--- start Data in this exercise ---
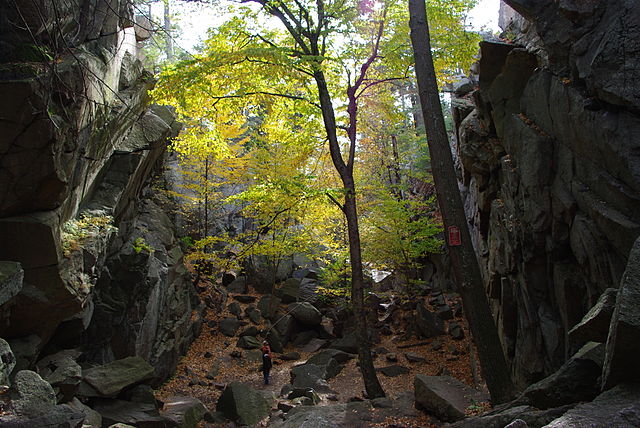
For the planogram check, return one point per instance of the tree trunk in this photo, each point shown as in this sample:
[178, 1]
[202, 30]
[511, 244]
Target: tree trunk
[167, 31]
[371, 383]
[463, 258]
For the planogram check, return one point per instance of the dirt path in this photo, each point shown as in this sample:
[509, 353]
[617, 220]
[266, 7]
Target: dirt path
[441, 355]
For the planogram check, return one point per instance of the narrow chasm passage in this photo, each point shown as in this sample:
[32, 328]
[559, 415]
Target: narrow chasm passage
[220, 356]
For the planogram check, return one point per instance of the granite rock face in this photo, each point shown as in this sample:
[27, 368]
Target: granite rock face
[78, 145]
[550, 160]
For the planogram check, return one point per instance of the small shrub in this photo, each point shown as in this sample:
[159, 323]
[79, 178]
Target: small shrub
[140, 245]
[76, 231]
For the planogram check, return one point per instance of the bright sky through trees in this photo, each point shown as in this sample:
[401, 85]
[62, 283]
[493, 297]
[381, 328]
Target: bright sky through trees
[195, 19]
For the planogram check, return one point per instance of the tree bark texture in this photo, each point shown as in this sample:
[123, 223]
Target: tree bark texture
[372, 385]
[463, 258]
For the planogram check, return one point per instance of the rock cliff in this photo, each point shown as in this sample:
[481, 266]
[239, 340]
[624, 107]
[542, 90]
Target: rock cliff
[549, 144]
[78, 143]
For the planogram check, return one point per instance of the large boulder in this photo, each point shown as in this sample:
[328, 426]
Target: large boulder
[443, 396]
[238, 286]
[242, 404]
[618, 407]
[275, 342]
[61, 416]
[185, 412]
[309, 290]
[268, 306]
[130, 413]
[577, 380]
[249, 342]
[229, 326]
[305, 313]
[323, 357]
[11, 276]
[348, 343]
[289, 291]
[91, 417]
[623, 343]
[32, 396]
[111, 378]
[429, 324]
[394, 370]
[310, 376]
[7, 362]
[64, 374]
[501, 418]
[595, 324]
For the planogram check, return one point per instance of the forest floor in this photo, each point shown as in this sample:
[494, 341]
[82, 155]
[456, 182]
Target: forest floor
[443, 355]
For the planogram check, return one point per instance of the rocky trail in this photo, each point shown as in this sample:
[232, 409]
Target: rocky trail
[215, 360]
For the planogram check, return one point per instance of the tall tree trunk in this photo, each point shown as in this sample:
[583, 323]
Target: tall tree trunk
[463, 257]
[371, 383]
[167, 31]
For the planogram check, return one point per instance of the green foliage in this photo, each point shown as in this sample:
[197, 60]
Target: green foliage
[76, 232]
[140, 245]
[251, 108]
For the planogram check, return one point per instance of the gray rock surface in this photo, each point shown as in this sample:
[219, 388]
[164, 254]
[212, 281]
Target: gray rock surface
[577, 380]
[111, 378]
[311, 376]
[185, 412]
[229, 326]
[240, 403]
[617, 408]
[289, 291]
[7, 362]
[443, 396]
[249, 342]
[594, 326]
[31, 396]
[11, 276]
[551, 240]
[91, 417]
[305, 313]
[428, 323]
[135, 414]
[623, 343]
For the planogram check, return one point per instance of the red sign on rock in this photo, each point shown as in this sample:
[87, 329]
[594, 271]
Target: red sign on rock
[454, 236]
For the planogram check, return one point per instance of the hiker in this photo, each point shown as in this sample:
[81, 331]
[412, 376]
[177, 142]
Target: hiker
[266, 361]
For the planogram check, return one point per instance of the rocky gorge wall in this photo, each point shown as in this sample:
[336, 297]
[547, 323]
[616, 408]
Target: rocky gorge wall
[549, 146]
[89, 257]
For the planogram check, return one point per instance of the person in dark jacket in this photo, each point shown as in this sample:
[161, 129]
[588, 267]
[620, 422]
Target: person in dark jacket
[266, 361]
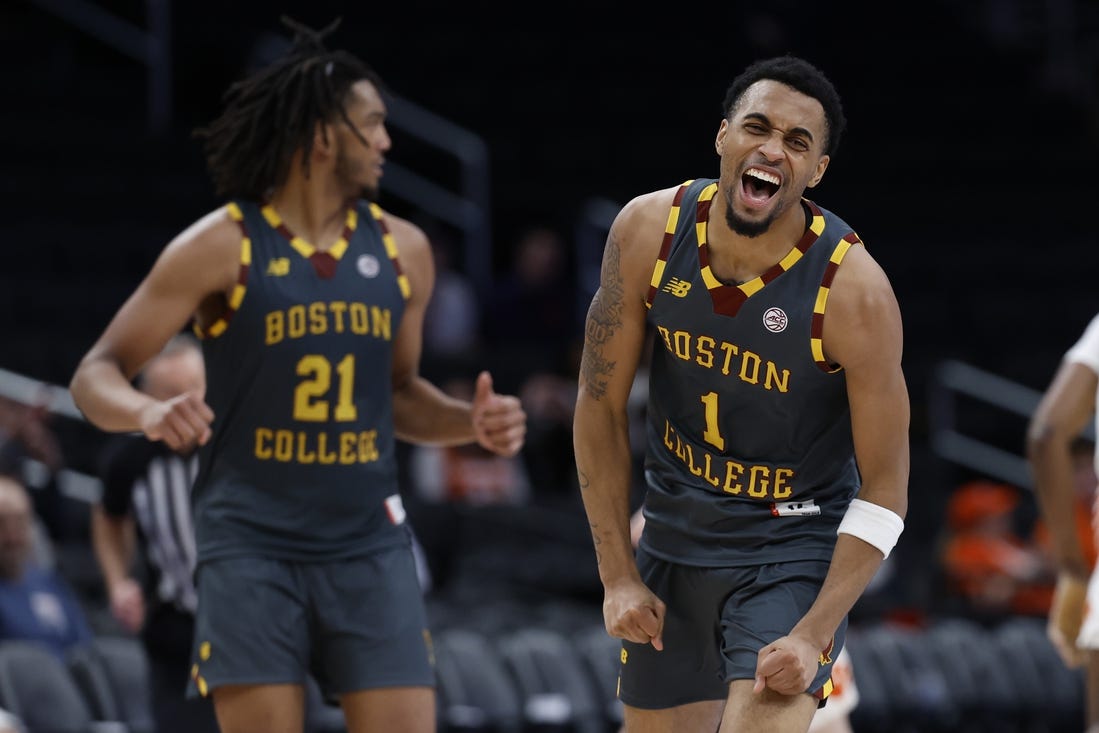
--- end Data in this exercise ---
» Your goal: Collect every line in the data above that contains the string "through". Case counts.

» Completed exercise:
For the planogram check, return one point per instance of the bright sky through trees in this photo, each point shown as in this sample:
Target: bright sky through trees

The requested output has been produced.